*** SELECTED TEXT ***

When three children and three adults were gunned down at Nashville’s Covenant School, Tim Burchett, their local congressman, was philosophical: “There’s a whole lot of evil … in this world … not a whole lot we can do. Just very helpless feeling.” Rep. Burchett may be helpless; his country is not. Responding to public danger with public action is almost an American reflex. After the Titanic, we altered the course of maritime safety. When poisoned Tylenol killed a child, we changed drug packaging. Seatbelts radically reduced highway deaths.

But in lives lost, the sheer scale of gun casualties is in a class of its own. In 2021, Americans died from gunshot wounds at the highest rate in 30 years; in particular, more children die from gunfire than from car crashes, or disease, or … anything. From 2001 to 2021, gun deaths spiked from 29,573 to 48,830. Yet after 9/11, we transformed airline safety and created the Department of Homeland Security; after mass killings, we offer only thoughts and prayers.

*** End of SELECTED TEXT ***

- WHAT THIS EXERCISE ASKS -
1 - According to the text on gun deaths, why is the country not helpless even if Rep. Burchett may be? Answer in one to three sentences.
2 - Carry the text on American gun deaths forward from its last sentence.
Nothing in the records is needed for this work.

*** DATA FOR ANALYSIS ***

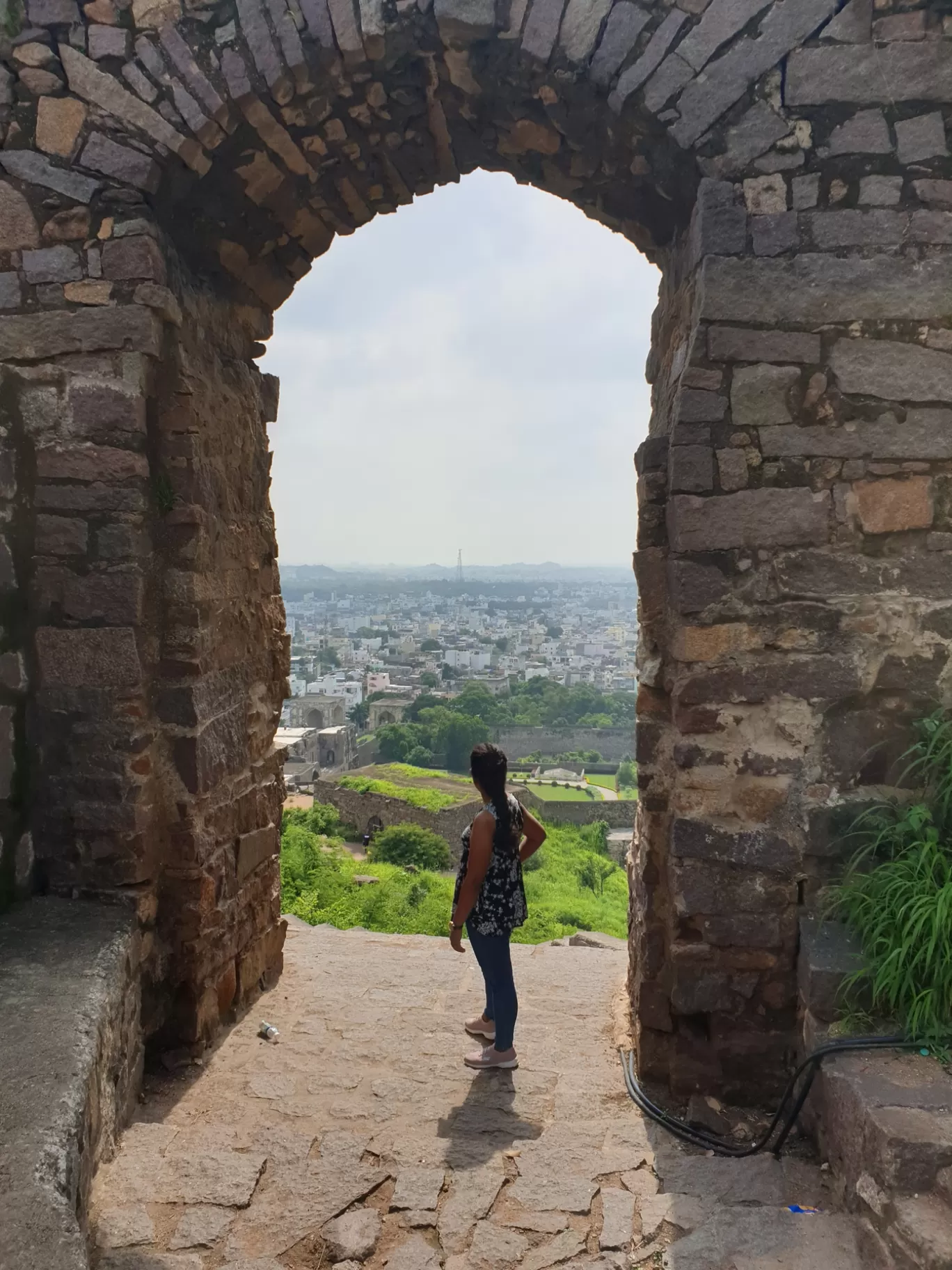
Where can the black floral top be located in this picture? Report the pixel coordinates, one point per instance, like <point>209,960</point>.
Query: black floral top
<point>500,906</point>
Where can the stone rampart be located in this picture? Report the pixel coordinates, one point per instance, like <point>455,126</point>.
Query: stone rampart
<point>612,743</point>
<point>360,809</point>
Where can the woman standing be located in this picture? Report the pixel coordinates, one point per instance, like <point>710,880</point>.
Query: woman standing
<point>490,901</point>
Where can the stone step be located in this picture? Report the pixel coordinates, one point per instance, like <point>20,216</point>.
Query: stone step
<point>921,1234</point>
<point>775,1237</point>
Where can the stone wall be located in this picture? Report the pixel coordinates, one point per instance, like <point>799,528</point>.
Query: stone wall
<point>619,815</point>
<point>612,743</point>
<point>360,809</point>
<point>169,175</point>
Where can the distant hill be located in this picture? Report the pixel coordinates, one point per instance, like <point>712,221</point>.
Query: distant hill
<point>548,572</point>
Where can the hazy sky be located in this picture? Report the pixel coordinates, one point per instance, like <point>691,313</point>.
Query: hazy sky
<point>468,373</point>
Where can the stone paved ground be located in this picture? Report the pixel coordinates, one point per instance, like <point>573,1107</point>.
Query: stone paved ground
<point>365,1109</point>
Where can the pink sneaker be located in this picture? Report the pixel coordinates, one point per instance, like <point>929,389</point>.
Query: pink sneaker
<point>482,1028</point>
<point>483,1060</point>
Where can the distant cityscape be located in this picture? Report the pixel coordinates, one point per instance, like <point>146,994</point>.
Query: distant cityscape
<point>360,638</point>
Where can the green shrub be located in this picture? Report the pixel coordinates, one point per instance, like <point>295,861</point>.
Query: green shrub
<point>409,845</point>
<point>431,801</point>
<point>896,895</point>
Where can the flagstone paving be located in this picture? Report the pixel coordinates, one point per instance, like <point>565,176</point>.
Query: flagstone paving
<point>363,1108</point>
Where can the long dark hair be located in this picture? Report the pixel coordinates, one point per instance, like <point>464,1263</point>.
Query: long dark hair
<point>489,769</point>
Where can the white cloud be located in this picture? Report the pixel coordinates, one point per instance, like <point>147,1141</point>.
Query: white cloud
<point>468,373</point>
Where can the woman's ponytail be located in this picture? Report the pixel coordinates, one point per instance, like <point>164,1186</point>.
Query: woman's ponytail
<point>489,769</point>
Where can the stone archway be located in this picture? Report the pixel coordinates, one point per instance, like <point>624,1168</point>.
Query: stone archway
<point>168,178</point>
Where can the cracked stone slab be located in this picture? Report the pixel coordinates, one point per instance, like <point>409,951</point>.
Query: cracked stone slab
<point>418,1188</point>
<point>201,1226</point>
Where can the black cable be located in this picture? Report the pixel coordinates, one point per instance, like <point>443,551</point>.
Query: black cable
<point>721,1146</point>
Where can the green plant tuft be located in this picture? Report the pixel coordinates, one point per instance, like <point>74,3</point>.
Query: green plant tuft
<point>896,895</point>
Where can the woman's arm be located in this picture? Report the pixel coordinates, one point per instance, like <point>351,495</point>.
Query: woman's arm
<point>533,836</point>
<point>480,855</point>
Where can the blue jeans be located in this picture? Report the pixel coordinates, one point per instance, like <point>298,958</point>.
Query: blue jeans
<point>502,1003</point>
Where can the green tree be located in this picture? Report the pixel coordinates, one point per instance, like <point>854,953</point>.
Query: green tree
<point>360,713</point>
<point>627,776</point>
<point>411,845</point>
<point>593,872</point>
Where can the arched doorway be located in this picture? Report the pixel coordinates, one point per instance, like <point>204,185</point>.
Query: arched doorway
<point>157,214</point>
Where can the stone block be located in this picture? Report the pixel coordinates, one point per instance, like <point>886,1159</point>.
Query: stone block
<point>809,678</point>
<point>58,123</point>
<point>61,535</point>
<point>90,464</point>
<point>542,29</point>
<point>733,469</point>
<point>765,196</point>
<point>10,291</point>
<point>853,228</point>
<point>255,847</point>
<point>927,434</point>
<point>880,191</point>
<point>18,228</point>
<point>625,24</point>
<point>750,849</point>
<point>728,78</point>
<point>749,519</point>
<point>656,51</point>
<point>894,505</point>
<point>739,345</point>
<point>866,132</point>
<point>100,658</point>
<point>693,587</point>
<point>107,41</point>
<point>699,407</point>
<point>761,395</point>
<point>936,192</point>
<point>901,26</point>
<point>719,225</point>
<point>921,137</point>
<point>756,132</point>
<point>852,24</point>
<point>123,163</point>
<point>35,168</point>
<point>463,21</point>
<point>137,257</point>
<point>106,409</point>
<point>38,337</point>
<point>52,265</point>
<point>828,957</point>
<point>722,21</point>
<point>701,888</point>
<point>691,469</point>
<point>861,74</point>
<point>814,288</point>
<point>775,234</point>
<point>891,370</point>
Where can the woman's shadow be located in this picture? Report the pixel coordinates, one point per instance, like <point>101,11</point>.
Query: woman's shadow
<point>485,1122</point>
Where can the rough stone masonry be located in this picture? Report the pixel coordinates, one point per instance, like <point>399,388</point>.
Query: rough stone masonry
<point>170,169</point>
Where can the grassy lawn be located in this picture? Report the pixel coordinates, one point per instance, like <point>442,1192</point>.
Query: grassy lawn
<point>317,884</point>
<point>431,801</point>
<point>560,794</point>
<point>605,783</point>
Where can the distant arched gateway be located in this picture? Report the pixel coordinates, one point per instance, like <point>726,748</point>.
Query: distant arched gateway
<point>169,175</point>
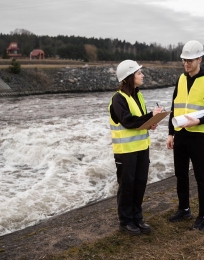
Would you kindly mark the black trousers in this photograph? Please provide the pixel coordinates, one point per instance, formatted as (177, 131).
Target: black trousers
(132, 174)
(186, 149)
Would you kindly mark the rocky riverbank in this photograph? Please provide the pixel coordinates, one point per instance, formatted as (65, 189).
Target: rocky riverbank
(78, 79)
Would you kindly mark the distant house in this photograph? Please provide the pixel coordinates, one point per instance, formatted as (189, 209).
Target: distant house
(13, 51)
(37, 54)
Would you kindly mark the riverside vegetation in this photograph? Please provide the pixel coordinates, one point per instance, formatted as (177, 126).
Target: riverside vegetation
(49, 76)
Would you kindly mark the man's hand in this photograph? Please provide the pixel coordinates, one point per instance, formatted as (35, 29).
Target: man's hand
(170, 142)
(191, 122)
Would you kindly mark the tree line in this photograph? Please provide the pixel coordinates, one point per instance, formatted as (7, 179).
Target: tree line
(88, 49)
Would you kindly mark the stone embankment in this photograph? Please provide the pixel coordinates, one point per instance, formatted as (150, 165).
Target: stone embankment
(78, 79)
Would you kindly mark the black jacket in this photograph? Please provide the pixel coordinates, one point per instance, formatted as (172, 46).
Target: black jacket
(190, 81)
(120, 112)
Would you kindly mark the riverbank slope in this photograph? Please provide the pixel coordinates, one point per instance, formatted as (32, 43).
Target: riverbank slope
(47, 78)
(91, 232)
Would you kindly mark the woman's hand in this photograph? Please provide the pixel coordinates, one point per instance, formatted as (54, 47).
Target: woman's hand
(191, 122)
(153, 127)
(170, 142)
(157, 110)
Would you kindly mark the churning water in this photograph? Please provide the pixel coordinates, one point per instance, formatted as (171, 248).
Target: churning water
(56, 154)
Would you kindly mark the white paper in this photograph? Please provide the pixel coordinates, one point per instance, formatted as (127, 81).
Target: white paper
(182, 120)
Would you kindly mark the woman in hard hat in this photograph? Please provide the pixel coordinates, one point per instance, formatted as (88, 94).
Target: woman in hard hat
(130, 146)
(187, 141)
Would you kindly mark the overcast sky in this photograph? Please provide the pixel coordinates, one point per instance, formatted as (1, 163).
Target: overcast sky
(146, 21)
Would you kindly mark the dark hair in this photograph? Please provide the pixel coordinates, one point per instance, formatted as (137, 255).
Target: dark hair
(127, 85)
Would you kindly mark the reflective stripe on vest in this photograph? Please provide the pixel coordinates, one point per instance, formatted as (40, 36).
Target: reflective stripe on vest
(129, 140)
(185, 102)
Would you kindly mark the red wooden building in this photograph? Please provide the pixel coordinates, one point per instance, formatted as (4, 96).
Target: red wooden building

*** End of DATA FOR ANALYSIS ***

- ACTIVITY ANSWERS -
1 - Responding to public danger with public action is almost an American reflex. After the Titanic the country changed maritime safety, and after poisoned Tylenol killed a child it changed drug packaging. Seatbelts also radically reduced highway deaths.

2 -
Why is gun slaughter an outlier in this tradition of responding to crisis with action? In the past, two obstacles stood out; both now seem surmountable. First, the gun lobby regards gun ownership as a kind of “uber right,” overriding other personal rights secured by the Constitution; thus, any regulation of gun ownership unacceptably infringes personal liberty. Americans now increasingly reject that view. Recently, Fox News polled Americans on six proposed gun regulations – in a sample spanning party, gender, age and gun ownership – every measure got at least 77% support.

Second, we tend to compartmentalize the things that frighten us, to push them away, to downplay the immediate dangers. So it is with mass killings. Horrific as the attacks in Columbine or Parkland or Las Vegas or Uvalde were, we tell ourselves they won’t happen here. This spring, they happened here. Four friends were killed as they visited in a Bowdoin home; three other people, all members of the same family, were wounded just driving on Interstate 295 in Yarmouth. The ubiquity – and now localness – of mass killing defeats our efforts to deny their immediacy. And so they should, Maine has the highest per capita gun death rate in the Northeast and a rapidly rising rate of suicide-by-gun.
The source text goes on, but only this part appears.